:: Extract ::
Situated in Southern Africa, Mozambique belongs to the least developed countries in Africa. Its total population is estimated at 26.5 million people; of these, 32 per cent live in its 43 urban municipalities. The main cities where the majority of the population live are situated along the coastline. This makes them particularly susceptible to hurricanes and storm surges.
The current crisis makes the situation in the country even more dramatic after Cyclone Idai reached the country's coastline and left a great deal of destruction behind. The countryside surrounding of the coastal town of Beira, Mozambique's fourth largest city, was hit particularly hard. More than 400,000 people lost their homes in the tropical storm. Houses, schools, and hospitals are destroyed. According to estimates, 90 per cent of the buildings in Beira were damaged or destroyed. The massive floods reached far inland and cut off hundreds of thousands of people from the outside world.
In Maputo, Mozambique’s capital city, which was not affected by the Cyclone, some 75 per cent of the urban population lives in “bairros” with limited or no services and very basic concrete blockhouses. In secondary cities the situation is especially acute, where unregulated, informal settlements make up roughly 90 per cent of municipal territory.
:::
:: Given entries ::
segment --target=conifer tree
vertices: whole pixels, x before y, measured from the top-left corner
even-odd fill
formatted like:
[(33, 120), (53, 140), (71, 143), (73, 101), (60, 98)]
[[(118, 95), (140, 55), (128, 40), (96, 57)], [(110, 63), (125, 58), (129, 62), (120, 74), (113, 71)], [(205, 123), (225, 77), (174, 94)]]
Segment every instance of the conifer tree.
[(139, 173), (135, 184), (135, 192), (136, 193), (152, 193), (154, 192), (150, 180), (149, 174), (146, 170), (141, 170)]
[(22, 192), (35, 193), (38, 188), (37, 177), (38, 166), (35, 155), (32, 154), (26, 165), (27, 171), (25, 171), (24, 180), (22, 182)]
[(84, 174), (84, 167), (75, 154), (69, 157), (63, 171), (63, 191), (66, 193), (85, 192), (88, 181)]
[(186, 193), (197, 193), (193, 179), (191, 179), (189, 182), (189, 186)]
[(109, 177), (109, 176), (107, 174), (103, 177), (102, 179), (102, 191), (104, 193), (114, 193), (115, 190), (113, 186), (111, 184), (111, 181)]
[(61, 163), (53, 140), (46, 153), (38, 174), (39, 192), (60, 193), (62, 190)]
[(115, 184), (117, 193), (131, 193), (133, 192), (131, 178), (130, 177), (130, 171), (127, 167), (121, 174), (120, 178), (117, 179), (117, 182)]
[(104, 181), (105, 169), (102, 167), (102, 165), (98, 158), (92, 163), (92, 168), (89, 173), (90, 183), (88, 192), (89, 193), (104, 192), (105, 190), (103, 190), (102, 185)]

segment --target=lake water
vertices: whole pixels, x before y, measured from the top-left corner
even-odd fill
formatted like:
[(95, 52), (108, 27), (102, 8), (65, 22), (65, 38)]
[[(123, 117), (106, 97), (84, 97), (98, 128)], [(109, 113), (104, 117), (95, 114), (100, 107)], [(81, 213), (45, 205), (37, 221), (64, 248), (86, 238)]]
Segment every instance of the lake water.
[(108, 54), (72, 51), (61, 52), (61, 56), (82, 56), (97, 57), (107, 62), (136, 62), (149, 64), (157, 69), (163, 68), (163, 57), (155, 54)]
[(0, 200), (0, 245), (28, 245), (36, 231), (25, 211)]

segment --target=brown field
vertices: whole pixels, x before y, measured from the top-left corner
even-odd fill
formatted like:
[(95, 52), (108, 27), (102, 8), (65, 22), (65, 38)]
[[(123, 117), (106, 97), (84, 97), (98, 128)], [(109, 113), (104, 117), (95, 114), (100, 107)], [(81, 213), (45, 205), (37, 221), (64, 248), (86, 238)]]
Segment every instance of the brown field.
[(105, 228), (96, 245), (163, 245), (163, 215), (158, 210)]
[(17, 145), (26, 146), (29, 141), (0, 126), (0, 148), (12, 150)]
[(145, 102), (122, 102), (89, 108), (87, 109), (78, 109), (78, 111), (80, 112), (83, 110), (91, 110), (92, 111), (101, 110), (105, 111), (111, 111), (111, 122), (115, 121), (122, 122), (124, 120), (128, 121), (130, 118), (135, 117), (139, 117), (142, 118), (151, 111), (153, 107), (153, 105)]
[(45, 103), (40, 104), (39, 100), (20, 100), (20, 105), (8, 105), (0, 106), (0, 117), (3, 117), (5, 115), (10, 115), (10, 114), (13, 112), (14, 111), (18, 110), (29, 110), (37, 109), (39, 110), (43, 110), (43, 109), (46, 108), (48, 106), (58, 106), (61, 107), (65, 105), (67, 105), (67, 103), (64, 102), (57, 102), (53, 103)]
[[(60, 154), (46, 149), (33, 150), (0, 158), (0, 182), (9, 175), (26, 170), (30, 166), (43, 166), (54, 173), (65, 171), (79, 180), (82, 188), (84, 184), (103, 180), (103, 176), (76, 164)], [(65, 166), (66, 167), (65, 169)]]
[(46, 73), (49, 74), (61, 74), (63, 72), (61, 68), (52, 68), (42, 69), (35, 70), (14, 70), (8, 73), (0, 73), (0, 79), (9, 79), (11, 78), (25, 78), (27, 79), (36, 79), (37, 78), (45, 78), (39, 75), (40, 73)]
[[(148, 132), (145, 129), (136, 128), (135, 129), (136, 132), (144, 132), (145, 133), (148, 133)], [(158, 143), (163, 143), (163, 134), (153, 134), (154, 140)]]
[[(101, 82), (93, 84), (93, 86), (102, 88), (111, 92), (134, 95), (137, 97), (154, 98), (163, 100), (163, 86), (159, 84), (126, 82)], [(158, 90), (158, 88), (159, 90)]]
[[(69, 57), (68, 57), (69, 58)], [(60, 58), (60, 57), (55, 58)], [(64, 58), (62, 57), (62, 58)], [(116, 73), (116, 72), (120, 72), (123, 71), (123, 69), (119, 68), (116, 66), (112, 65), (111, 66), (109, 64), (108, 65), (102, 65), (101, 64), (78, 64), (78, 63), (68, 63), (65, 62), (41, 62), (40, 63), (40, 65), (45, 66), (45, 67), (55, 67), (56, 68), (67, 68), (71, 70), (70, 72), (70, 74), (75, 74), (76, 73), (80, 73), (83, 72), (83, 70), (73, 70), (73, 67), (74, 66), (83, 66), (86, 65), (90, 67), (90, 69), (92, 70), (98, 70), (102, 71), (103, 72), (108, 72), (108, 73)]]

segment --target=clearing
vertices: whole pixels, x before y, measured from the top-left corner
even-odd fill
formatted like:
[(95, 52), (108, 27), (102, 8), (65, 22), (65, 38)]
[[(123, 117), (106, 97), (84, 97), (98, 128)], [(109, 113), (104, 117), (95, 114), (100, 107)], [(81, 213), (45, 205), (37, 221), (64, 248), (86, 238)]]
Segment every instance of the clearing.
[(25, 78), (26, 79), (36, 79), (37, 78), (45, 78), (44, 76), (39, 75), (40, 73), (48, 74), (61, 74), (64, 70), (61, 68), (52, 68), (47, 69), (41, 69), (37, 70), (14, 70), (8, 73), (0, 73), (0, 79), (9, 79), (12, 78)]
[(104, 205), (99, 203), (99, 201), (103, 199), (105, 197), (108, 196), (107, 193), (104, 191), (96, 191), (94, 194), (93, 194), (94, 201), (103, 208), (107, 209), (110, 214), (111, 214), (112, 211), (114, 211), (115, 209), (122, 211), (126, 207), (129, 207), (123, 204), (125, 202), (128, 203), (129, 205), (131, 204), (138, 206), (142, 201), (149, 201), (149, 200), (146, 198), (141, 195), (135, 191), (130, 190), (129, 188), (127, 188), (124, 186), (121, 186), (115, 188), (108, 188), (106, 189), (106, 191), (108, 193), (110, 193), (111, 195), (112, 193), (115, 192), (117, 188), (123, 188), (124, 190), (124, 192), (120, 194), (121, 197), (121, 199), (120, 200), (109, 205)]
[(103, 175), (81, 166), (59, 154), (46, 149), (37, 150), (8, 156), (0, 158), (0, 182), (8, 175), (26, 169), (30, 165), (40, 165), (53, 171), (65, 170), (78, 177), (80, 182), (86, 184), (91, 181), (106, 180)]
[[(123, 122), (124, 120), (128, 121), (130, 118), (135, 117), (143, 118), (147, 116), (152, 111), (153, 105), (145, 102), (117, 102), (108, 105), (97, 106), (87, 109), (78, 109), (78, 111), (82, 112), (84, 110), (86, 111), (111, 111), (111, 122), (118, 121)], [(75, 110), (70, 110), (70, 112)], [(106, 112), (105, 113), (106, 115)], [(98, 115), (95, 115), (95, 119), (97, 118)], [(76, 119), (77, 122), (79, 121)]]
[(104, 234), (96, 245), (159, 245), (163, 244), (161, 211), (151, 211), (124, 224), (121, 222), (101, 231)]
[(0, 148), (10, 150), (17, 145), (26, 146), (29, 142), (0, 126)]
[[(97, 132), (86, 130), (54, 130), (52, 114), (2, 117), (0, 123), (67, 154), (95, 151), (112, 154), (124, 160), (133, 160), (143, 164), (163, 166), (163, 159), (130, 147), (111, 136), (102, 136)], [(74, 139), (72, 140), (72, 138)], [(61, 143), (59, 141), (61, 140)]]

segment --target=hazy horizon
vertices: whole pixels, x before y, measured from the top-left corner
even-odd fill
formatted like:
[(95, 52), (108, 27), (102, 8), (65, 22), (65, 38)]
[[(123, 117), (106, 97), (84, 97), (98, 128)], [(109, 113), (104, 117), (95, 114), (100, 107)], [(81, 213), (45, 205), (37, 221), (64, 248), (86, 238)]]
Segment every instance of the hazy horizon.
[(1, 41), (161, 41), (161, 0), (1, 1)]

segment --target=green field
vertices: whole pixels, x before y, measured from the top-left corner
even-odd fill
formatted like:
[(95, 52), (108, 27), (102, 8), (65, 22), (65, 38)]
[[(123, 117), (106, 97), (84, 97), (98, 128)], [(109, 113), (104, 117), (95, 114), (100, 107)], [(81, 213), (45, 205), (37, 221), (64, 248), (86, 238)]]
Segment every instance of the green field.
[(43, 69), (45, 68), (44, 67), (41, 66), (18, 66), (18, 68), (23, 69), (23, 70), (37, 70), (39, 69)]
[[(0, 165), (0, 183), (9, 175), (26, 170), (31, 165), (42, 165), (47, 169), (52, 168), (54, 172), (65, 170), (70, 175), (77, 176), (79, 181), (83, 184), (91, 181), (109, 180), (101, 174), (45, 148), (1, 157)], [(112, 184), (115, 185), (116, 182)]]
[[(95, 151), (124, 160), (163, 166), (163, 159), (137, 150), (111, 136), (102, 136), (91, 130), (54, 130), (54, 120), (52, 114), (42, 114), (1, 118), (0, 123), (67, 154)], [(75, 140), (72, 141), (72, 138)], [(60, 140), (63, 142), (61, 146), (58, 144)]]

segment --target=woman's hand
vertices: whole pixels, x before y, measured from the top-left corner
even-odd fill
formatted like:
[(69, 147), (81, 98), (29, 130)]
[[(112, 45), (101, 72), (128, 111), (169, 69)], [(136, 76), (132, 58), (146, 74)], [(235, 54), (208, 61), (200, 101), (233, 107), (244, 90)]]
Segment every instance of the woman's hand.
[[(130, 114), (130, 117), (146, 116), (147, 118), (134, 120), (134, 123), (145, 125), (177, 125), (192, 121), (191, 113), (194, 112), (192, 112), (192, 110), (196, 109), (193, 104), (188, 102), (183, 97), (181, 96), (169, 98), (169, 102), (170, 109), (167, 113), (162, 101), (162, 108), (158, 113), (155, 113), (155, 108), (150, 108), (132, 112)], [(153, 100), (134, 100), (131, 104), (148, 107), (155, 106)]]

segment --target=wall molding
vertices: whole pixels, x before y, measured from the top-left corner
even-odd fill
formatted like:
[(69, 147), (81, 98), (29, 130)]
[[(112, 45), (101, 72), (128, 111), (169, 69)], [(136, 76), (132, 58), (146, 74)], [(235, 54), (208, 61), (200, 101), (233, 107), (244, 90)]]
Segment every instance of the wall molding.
:::
Problems to work on —
1 > Answer these questions using the text about Mozambique:
(a) What share of Mozambique's population lives in its urban municipalities?
(b) How many people lost their homes in Cyclone Idai?
(c) In secondary cities, roughly what share of municipal territory is made up of unregulated, informal settlements?
2 > Resume the text about Mozambique and Cyclone Idai, writing on from its last sentence.

Replies —
1 >
(a) 32 per cent
(b) More than 400,000
(c) Roughly 90 per cent

2 >
PSUP Phase 3’s pilot projects are being implemented in the Muhala neighbourhood of Nampula, Mozambique’s third largest urban centre after Maputo and Beira. Nampula is called the capital of northern Mozambique. Our projects are the result of the citywide slum upgrading strategy and its policy review. The city has been growing rapidly from 54,000 inhabitants in 1970, to 480,000 in 2007. It is estimated that the city will have almost one million inhabitants by 2020. This will result in tremendous pressure on urban land and infrastructure, as well as municipal services.
This has necessitated the adoption of the Citywide Slum Upgrading and Prevention Strategy developed during Phase 2 of the programme and that has resulted in the implementation of pilot projects in Phase 3. PSUP has been complemented by UN-Habitat’s Achieving Sustainable Urban Development (ASUD) programme which is an urban development programme with a strong focus on city planning but also with proposals for upgrading of informal settlements.
The Phase 3 implementation activities in Muhala are focusing on addressing water and sanitation as part of the five deprivations of slum dwellers and will have components of waste management, climate change mitigation, local economic development, participatory neighbourhood planning and disaster risk management. As part of the implementation of these projects, the residents of Muhala, through community cooperatives, have embraced the Community Managed Funds to undertake low-level infrastructure projects within their neighbourhoods. These are aimed at improving their living conditions, creating employment and building capacity among community members through skills training. The Municipal Council of Nampula has co-financed the PSUP in Mozambique with a contribution of USD 150,000, while the Government of the Republic of Mozambique, through the Provincial Government of Nampula, has contributed USD 100,000. This contribution represents a valuable collaboration between government institutions, reinforcing the sustainability of the slum upgrading actions through financing and budgetary prioritization by central and local governments.